### Stated task
Copy out every one of the following lines word for word, with no character changed.
── Input material
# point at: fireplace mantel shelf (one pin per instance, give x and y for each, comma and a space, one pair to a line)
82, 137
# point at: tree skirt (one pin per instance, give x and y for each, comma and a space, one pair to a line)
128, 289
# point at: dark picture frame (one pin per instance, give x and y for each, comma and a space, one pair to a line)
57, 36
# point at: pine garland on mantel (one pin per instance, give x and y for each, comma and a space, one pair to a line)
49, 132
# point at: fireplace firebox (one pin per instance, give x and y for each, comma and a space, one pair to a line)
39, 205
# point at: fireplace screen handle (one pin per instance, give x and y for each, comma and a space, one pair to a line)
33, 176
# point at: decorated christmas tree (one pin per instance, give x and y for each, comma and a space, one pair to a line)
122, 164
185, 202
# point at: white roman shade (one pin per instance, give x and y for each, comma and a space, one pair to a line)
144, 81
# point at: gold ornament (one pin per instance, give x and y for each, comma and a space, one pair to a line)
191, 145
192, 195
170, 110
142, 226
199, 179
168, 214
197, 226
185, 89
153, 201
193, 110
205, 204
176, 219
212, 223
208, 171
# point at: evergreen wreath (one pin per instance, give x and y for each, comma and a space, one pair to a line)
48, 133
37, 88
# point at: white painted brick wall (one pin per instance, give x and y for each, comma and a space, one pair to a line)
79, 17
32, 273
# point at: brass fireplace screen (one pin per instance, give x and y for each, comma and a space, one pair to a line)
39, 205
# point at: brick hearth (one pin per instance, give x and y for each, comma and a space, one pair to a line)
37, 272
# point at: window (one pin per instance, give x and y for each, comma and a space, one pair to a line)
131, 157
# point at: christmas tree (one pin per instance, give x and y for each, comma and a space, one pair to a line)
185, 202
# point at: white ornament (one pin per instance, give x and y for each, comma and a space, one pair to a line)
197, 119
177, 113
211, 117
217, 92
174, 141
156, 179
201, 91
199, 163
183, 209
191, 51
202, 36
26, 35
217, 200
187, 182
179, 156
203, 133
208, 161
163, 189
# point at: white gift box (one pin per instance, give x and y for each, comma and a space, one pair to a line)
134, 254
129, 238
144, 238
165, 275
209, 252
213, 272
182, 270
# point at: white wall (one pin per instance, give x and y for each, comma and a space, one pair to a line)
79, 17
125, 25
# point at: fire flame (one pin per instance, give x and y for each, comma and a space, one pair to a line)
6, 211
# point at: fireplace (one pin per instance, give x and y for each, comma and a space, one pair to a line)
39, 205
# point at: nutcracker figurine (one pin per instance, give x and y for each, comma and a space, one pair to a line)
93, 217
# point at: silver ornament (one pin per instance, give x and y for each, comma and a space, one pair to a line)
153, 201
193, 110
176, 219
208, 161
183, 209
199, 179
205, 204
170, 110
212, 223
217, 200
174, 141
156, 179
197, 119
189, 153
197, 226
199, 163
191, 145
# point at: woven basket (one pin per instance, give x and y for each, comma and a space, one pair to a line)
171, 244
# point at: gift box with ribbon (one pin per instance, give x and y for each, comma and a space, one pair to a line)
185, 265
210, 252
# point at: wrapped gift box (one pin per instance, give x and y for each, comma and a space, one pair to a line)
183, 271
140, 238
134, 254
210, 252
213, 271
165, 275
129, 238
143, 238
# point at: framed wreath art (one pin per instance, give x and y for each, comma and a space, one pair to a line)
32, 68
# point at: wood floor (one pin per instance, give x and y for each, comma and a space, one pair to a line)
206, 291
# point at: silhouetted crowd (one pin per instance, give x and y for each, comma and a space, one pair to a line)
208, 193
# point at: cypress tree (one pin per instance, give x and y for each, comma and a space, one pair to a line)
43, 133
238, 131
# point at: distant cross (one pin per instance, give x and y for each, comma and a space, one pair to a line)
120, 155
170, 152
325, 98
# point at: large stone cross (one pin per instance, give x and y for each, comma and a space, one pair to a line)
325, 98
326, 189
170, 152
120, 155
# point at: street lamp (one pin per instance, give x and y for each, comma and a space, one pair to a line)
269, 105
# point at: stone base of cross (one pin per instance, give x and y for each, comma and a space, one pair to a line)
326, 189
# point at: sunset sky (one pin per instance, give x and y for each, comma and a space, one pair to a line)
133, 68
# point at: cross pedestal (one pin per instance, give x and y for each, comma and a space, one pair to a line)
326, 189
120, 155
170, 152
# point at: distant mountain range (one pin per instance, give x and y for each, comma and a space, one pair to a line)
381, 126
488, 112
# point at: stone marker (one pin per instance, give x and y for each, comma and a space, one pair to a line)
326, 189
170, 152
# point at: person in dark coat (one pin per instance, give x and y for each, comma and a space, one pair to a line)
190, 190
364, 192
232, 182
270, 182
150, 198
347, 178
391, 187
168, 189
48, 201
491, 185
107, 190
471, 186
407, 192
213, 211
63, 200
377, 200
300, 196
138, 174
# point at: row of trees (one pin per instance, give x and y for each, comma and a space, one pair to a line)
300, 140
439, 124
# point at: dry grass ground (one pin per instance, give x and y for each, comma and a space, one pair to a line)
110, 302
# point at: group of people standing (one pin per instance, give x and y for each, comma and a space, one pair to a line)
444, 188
────
### Written answer
# point at: fireplace mantel shelf (one pin per instance, give x and y for each, comma and a space, one pair to a line)
82, 137
# point at: tree skirt (one pin per instance, give x and y for each, comma and a space, one pair to a line)
128, 289
# point at: dark picture frame (one pin per instance, give x and y for each, comma and a space, one pair to a line)
57, 36
# point at: pine garland on mantel (one pin per instance, give x and y for each, comma and a space, one pair to a line)
49, 132
# point at: fireplace firebox (one pin per instance, give x and y for each, comma and a space, one pair to a line)
39, 205
# point at: fireplace screen handle (one pin per instance, give x and y for each, comma and a space, one pair to a line)
33, 176
# point at: decorated christmas tree (one pin per instance, give x and y for each, comma and a space, one pair to a line)
122, 164
185, 202
# point at: white roman shade (one pin per instance, give x and y for each, comma and a space, one pair to a line)
144, 81
# point at: gold ornament (one pin per instance, give x and y for each, comma and a space, one pair to a line)
191, 145
192, 195
170, 110
142, 226
199, 179
168, 214
197, 226
185, 89
153, 201
193, 110
205, 204
176, 219
212, 223
208, 171
# point at: evergreen wreath (one pin per instance, give x and y for each, comma and a space, one pair to a line)
48, 133
37, 88
# point at: white painted brick wall (one pin per instance, give x and y for each, comma and a space, one pair to a line)
79, 17
32, 273
# point at: brass fireplace screen (one pin per instance, give x and y for each, comma and a space, one pair to a line)
39, 205
# point at: brick hearth (one pin per instance, give x and y for each, comma and a space, one pair to a line)
37, 272
# point at: window (one pin per instance, give x and y for each, comma and a space, one pair to a line)
131, 157
# point at: christmas tree (one pin per instance, give x and y for each, comma and a space, one pair to a line)
185, 202
# point at: white ornament (one pin per instance, give x and y for each, comma and a space, one pair to a line)
197, 119
177, 113
211, 117
217, 92
174, 141
156, 179
201, 91
199, 163
183, 209
191, 51
202, 36
26, 35
217, 200
187, 182
179, 156
203, 133
208, 161
163, 189
# point at: white gift box (one pin per instance, give x and y for each, comma and a space, one pair to a line)
134, 254
129, 238
144, 238
165, 275
209, 252
213, 272
182, 270
# point at: white wall (one pin per instance, give x and y for each, comma and a space, one pair to a line)
79, 17
125, 25
# point at: fire flame (one pin per instance, give x and y for each, comma and a space, one pair to a line)
6, 211
# point at: fireplace (one pin per instance, give x and y for each, comma and a space, one pair to a line)
39, 205
# point at: nutcracker figurine (one pin per instance, give x and y for each, comma and a space, one pair to a line)
93, 217
# point at: silver ornament (one pin per instance, give x and y for each, comma and a space, one pair to a line)
153, 201
193, 110
176, 219
208, 161
183, 209
199, 179
205, 204
170, 110
212, 223
217, 200
174, 141
156, 179
197, 119
189, 153
197, 226
199, 163
191, 145
# point at: woven basket (one pin per instance, give x and y for each, comma and a space, one pair to a line)
171, 244
# point at: gift box with ribbon (one pin per instance, give x and y for each, comma and a space, one pair to a line)
185, 265
210, 252
# point at: wrapped gift box (one pin per instance, give x and y for each, comma and a space, one pair to a line)
183, 271
140, 238
134, 254
210, 252
213, 271
165, 275
129, 238
143, 238
# point at: framed wreath art (one pin per instance, give x and y for each, comma and a space, one pair to a line)
32, 68
# point at: wood floor (one pin per instance, give x and y for each, comma and a space, one pair to a line)
206, 291
# point at: silhouetted crowd (one pin per instance, give x and y for each, comma and a space, one pair to a line)
208, 193
# point at: cypress tree (one pin per instance, give x and y for each, comma and a space, one pair to a line)
43, 133
238, 131
# point at: distant cross (one pin per instance, give x and y for each, comma and a space, one pair to a line)
120, 155
170, 152
325, 98
# point at: large stone cross (one pin per instance, give x and y for each, comma and a space, one pair to a line)
325, 98
326, 189
170, 152
120, 155
# point at: street lamp (one pin per instance, give x and y for each, comma and a space, one pair to a line)
269, 105
# point at: stone base of cross (one pin per instance, give x and y for each, comma and a space, one pair to a line)
326, 189
# point at: sunset sky (one pin per instance, give x and y for each, comma and a space, one pair to a line)
133, 68
# point at: cross pedestal (one pin per instance, give x and y for each, comma and a space, one pair to a line)
326, 189
120, 155
170, 152
# point at: distant mountain range (one pin per instance, give x and y for each, comma and a space, one pair to a line)
381, 126
488, 112
# point at: stone marker (one pin per instance, give x and y for each, comma and a space, one pair to a line)
326, 189
170, 152
# point at: person in dark coat (one pin per instance, give x and y for each, comma and a space, one pair to a line)
190, 190
364, 192
232, 182
270, 182
150, 198
347, 178
391, 187
168, 189
48, 201
491, 185
107, 190
471, 186
407, 192
213, 211
63, 200
377, 200
300, 196
138, 174
# point at: row of trees (one pin per instance, give x and y for each, comma and a space, one pair to a line)
300, 140
439, 124
# point at: dry grass ground (one pin per instance, give x and y for each, comma and a space, one pair to a line)
110, 302
# point at: group of people standing (one pin per instance, give x and y for each, comma and a space, one pair to a line)
444, 188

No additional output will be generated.